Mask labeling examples
<<<<
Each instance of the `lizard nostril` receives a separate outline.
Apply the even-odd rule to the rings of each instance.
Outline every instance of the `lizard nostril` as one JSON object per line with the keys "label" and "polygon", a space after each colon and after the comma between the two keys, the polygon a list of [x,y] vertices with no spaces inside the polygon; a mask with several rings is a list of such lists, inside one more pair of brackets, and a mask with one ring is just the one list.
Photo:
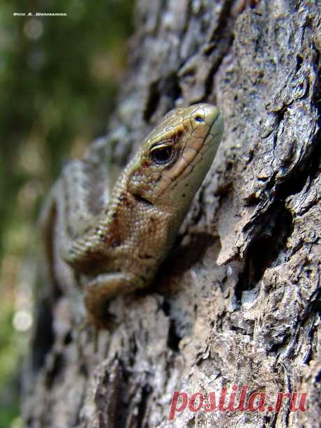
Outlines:
{"label": "lizard nostril", "polygon": [[194,119],[195,121],[198,122],[199,124],[204,122],[204,119],[202,117],[202,116],[200,116],[199,115],[195,116],[194,117]]}

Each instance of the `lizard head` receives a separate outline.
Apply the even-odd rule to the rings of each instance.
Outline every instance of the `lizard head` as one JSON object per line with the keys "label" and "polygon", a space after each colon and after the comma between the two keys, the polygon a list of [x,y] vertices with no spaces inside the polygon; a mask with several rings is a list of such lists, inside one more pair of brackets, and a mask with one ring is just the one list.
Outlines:
{"label": "lizard head", "polygon": [[223,131],[221,113],[210,104],[170,111],[128,165],[128,190],[150,204],[188,207],[213,162]]}

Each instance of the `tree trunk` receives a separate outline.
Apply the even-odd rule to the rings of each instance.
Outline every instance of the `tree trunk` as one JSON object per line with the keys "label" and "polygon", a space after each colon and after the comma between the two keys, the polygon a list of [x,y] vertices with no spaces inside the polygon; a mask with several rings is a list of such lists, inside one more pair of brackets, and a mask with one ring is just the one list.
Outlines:
{"label": "tree trunk", "polygon": [[[152,286],[111,302],[119,323],[99,334],[97,352],[91,329],[75,332],[68,296],[43,299],[27,427],[320,426],[316,3],[138,1],[107,135],[115,163],[182,103],[217,104],[223,142]],[[193,393],[209,401],[226,387],[226,407],[237,388],[237,406],[246,385],[246,400],[261,392],[254,408],[267,394],[263,411],[194,411]],[[171,422],[174,391],[188,404],[181,394]],[[307,410],[291,411],[285,397],[268,411],[278,392],[307,392]]]}

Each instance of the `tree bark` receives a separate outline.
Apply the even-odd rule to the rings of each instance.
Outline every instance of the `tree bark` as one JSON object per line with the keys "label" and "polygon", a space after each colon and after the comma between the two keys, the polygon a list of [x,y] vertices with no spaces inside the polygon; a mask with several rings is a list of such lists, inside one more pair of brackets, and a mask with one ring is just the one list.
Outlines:
{"label": "tree bark", "polygon": [[[151,286],[111,302],[119,323],[99,334],[98,352],[90,329],[75,332],[68,296],[53,307],[43,299],[25,425],[319,427],[316,2],[140,0],[135,20],[107,135],[114,161],[124,165],[181,104],[217,104],[223,142]],[[190,402],[167,420],[174,391],[230,395],[232,385],[235,405],[242,385],[248,398],[267,393],[265,410],[192,411]],[[285,399],[269,412],[278,392],[307,392],[307,410]]]}

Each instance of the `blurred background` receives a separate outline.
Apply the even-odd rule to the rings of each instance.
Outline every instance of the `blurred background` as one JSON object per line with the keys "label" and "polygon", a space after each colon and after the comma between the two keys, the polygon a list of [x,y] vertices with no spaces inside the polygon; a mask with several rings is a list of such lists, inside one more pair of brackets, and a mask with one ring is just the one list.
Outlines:
{"label": "blurred background", "polygon": [[[133,3],[1,1],[0,428],[21,427],[19,368],[33,322],[39,209],[61,166],[105,133]],[[28,16],[36,12],[66,16]]]}

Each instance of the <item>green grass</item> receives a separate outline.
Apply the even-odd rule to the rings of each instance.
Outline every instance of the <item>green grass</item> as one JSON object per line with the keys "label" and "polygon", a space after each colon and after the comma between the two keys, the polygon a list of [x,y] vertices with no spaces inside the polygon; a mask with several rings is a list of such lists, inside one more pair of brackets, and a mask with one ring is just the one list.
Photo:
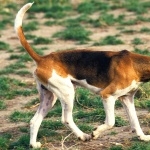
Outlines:
{"label": "green grass", "polygon": [[148,55],[148,56],[150,56],[150,51],[148,49],[142,50],[142,49],[135,48],[134,52],[142,54],[142,55]]}
{"label": "green grass", "polygon": [[143,42],[142,42],[142,40],[140,38],[134,38],[132,40],[132,44],[139,45],[139,44],[143,44]]}
{"label": "green grass", "polygon": [[142,2],[140,0],[127,0],[125,2],[125,8],[127,11],[134,12],[136,14],[143,14],[146,13],[150,4],[149,2]]}
{"label": "green grass", "polygon": [[3,41],[0,41],[0,50],[9,50],[10,48],[10,45],[3,42]]}
{"label": "green grass", "polygon": [[38,28],[39,28],[39,22],[37,21],[31,21],[23,25],[24,31],[34,31],[34,30],[38,30]]}
{"label": "green grass", "polygon": [[6,104],[4,101],[0,100],[0,110],[4,110],[6,108]]}
{"label": "green grass", "polygon": [[107,11],[109,9],[110,9],[109,3],[90,0],[79,4],[77,11],[79,13],[91,14],[96,11]]}
{"label": "green grass", "polygon": [[150,33],[150,28],[143,27],[143,28],[141,28],[140,32],[141,33]]}
{"label": "green grass", "polygon": [[100,40],[100,42],[94,43],[95,46],[98,46],[98,45],[119,45],[119,44],[123,44],[123,41],[118,39],[116,36],[106,36],[105,38]]}
{"label": "green grass", "polygon": [[53,36],[63,40],[73,40],[79,43],[89,41],[90,32],[82,26],[71,25],[65,30],[55,33]]}

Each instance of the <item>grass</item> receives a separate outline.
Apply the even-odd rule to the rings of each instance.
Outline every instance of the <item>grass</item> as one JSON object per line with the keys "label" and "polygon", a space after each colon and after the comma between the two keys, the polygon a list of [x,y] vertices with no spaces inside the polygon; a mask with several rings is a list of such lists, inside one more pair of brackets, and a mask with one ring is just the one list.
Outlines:
{"label": "grass", "polygon": [[139,39],[139,38],[134,38],[134,39],[132,40],[132,44],[134,44],[134,45],[139,45],[139,44],[143,44],[143,42],[142,42],[142,40]]}
{"label": "grass", "polygon": [[3,42],[3,41],[0,41],[0,50],[9,50],[10,48],[10,45]]}
{"label": "grass", "polygon": [[6,108],[6,104],[4,101],[0,100],[0,110],[4,110]]}
{"label": "grass", "polygon": [[116,36],[107,36],[100,40],[100,42],[94,43],[95,46],[98,45],[118,45],[118,44],[123,44],[123,41],[118,39]]}
{"label": "grass", "polygon": [[90,32],[82,26],[71,25],[67,26],[65,30],[57,32],[53,37],[58,37],[63,40],[73,40],[79,43],[85,43],[89,41]]}
{"label": "grass", "polygon": [[25,25],[23,25],[23,30],[26,32],[34,31],[39,28],[39,23],[37,21],[31,21]]}

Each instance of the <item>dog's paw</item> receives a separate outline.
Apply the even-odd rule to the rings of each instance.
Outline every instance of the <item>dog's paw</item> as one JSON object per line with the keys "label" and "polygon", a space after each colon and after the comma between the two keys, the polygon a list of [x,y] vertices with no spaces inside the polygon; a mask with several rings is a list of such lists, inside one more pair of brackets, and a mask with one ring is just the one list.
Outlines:
{"label": "dog's paw", "polygon": [[98,129],[95,129],[93,132],[92,132],[92,139],[97,139],[100,135],[100,132],[98,131]]}
{"label": "dog's paw", "polygon": [[79,140],[82,140],[82,141],[90,141],[91,140],[91,135],[88,135],[88,134],[83,134],[82,136],[78,137]]}
{"label": "dog's paw", "polygon": [[139,139],[142,141],[150,141],[150,135],[141,135]]}
{"label": "dog's paw", "polygon": [[32,147],[32,148],[40,148],[41,146],[42,146],[42,144],[40,142],[30,144],[30,147]]}

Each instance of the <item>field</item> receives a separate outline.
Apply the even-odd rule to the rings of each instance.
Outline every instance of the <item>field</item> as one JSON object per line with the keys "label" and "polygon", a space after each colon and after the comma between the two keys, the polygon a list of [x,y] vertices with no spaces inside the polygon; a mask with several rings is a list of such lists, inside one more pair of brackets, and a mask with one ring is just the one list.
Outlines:
{"label": "field", "polygon": [[[35,63],[14,31],[17,11],[28,0],[0,0],[0,150],[29,150],[29,121],[39,98],[32,76]],[[25,35],[40,55],[77,48],[150,55],[150,0],[35,0],[23,21]],[[150,83],[135,96],[141,127],[150,134]],[[149,150],[150,142],[131,133],[128,118],[116,101],[115,127],[97,140],[82,142],[61,123],[56,105],[41,124],[41,150]],[[101,98],[78,87],[74,120],[92,133],[105,120]]]}

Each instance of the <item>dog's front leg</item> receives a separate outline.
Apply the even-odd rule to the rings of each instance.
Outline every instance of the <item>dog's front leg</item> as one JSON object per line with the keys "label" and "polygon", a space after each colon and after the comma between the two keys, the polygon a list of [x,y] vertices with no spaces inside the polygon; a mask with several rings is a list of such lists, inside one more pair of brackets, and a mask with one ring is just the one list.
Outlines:
{"label": "dog's front leg", "polygon": [[134,94],[135,93],[131,93],[130,95],[121,98],[122,104],[127,112],[131,129],[136,131],[137,136],[141,140],[150,141],[150,135],[145,135],[140,127],[134,106]]}
{"label": "dog's front leg", "polygon": [[33,148],[41,147],[41,143],[36,142],[39,127],[43,118],[47,115],[48,110],[53,107],[57,100],[57,97],[47,89],[40,87],[38,90],[40,94],[40,105],[30,121],[30,146]]}

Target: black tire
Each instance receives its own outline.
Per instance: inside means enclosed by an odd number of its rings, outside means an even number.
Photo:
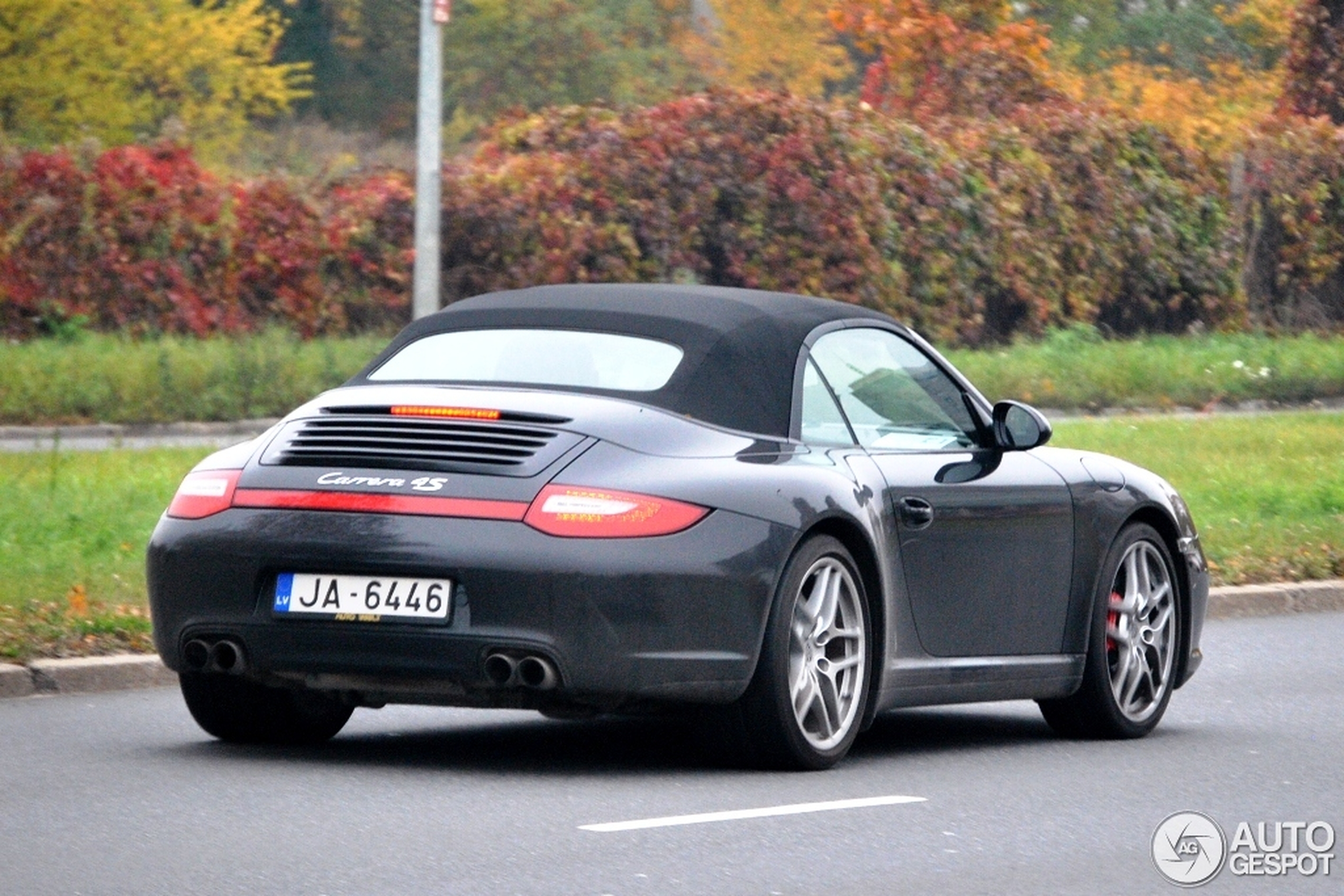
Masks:
[[[355,711],[324,693],[267,688],[234,676],[183,672],[177,678],[196,724],[230,743],[323,743]]]
[[[831,596],[820,594],[828,584]],[[746,758],[794,770],[840,762],[863,724],[871,666],[872,626],[853,557],[829,536],[808,539],[780,580],[755,676],[730,709]]]
[[[1180,580],[1171,551],[1149,525],[1125,527],[1098,576],[1083,681],[1077,693],[1040,700],[1064,737],[1142,737],[1167,712],[1184,638]]]

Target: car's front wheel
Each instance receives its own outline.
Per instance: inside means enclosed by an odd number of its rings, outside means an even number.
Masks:
[[[1142,737],[1175,685],[1181,614],[1176,567],[1149,525],[1125,528],[1102,567],[1082,686],[1040,712],[1067,737]]]
[[[853,744],[868,697],[868,606],[853,557],[828,536],[789,560],[755,677],[739,709],[766,764],[829,768]]]
[[[177,678],[196,724],[233,743],[321,743],[353,712],[324,693],[267,688],[235,676],[183,672]]]

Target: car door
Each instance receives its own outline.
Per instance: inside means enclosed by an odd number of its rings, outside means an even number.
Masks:
[[[914,343],[851,326],[810,345],[857,442],[886,478],[923,649],[935,657],[1058,653],[1073,504],[1055,470],[989,442],[961,386]]]

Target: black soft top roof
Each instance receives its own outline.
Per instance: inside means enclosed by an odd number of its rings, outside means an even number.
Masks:
[[[590,283],[534,286],[468,298],[403,329],[352,383],[431,333],[504,326],[559,328],[660,339],[685,353],[655,392],[564,391],[638,399],[734,430],[789,435],[802,340],[831,321],[894,321],[827,298],[720,286]]]

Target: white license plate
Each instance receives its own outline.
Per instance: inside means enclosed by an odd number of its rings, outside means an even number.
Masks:
[[[271,606],[277,615],[323,617],[337,622],[446,623],[453,613],[453,583],[387,575],[281,572]]]

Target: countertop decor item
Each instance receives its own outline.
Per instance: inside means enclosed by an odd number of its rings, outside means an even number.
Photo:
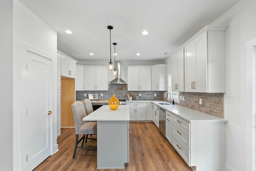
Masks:
[[[112,110],[117,110],[118,108],[119,100],[116,97],[114,94],[113,94],[112,97],[108,100],[108,105],[109,108]]]

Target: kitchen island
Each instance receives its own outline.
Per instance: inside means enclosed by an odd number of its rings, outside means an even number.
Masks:
[[[97,169],[124,169],[129,162],[129,106],[104,105],[83,119],[97,121]]]

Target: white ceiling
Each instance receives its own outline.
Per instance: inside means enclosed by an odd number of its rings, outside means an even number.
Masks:
[[[109,60],[111,25],[116,60],[153,62],[168,57],[239,0],[19,1],[58,32],[58,49],[78,61]]]

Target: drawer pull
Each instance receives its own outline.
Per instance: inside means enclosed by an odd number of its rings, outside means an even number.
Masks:
[[[179,148],[180,149],[181,149],[181,148],[180,148],[180,147],[179,147],[179,145],[178,144],[177,144],[176,145],[177,145],[177,147],[178,147],[178,148]]]

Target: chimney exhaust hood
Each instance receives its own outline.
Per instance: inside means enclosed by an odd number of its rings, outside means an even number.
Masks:
[[[120,78],[120,61],[116,61],[116,78],[109,82],[110,84],[126,84],[126,83]]]

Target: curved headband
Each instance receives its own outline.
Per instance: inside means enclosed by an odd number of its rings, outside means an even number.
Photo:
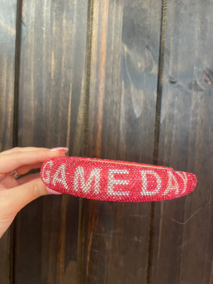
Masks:
[[[79,157],[50,158],[43,164],[40,176],[59,192],[125,202],[180,197],[197,184],[194,174],[170,168]]]

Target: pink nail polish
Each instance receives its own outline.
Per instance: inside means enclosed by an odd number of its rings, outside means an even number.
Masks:
[[[69,149],[68,149],[68,148],[66,148],[66,147],[57,147],[57,148],[53,148],[50,151],[52,152],[58,151],[60,152],[67,153],[67,152],[68,152]]]
[[[51,189],[49,188],[49,187],[47,187],[47,190],[48,190],[48,192],[49,193],[50,193],[51,195],[62,195],[61,192],[58,192],[58,191],[53,190],[51,190]]]

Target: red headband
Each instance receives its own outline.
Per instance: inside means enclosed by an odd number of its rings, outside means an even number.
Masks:
[[[192,173],[170,168],[88,158],[50,158],[40,176],[49,188],[80,197],[105,201],[170,200],[191,192]]]

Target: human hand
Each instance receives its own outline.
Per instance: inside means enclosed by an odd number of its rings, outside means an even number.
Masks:
[[[27,147],[0,153],[0,238],[25,205],[42,195],[58,194],[47,189],[39,173],[21,175],[40,168],[50,157],[64,157],[67,151],[66,148]],[[12,175],[13,170],[21,177]]]

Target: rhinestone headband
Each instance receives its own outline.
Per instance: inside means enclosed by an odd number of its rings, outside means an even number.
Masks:
[[[61,193],[124,202],[180,197],[197,184],[194,174],[170,168],[79,157],[50,158],[40,176],[47,187]]]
>>>>
--- Goal ---
How many lines in the items above contain the string "headband", matching case exactly? Give only the number.

--- Result ---
3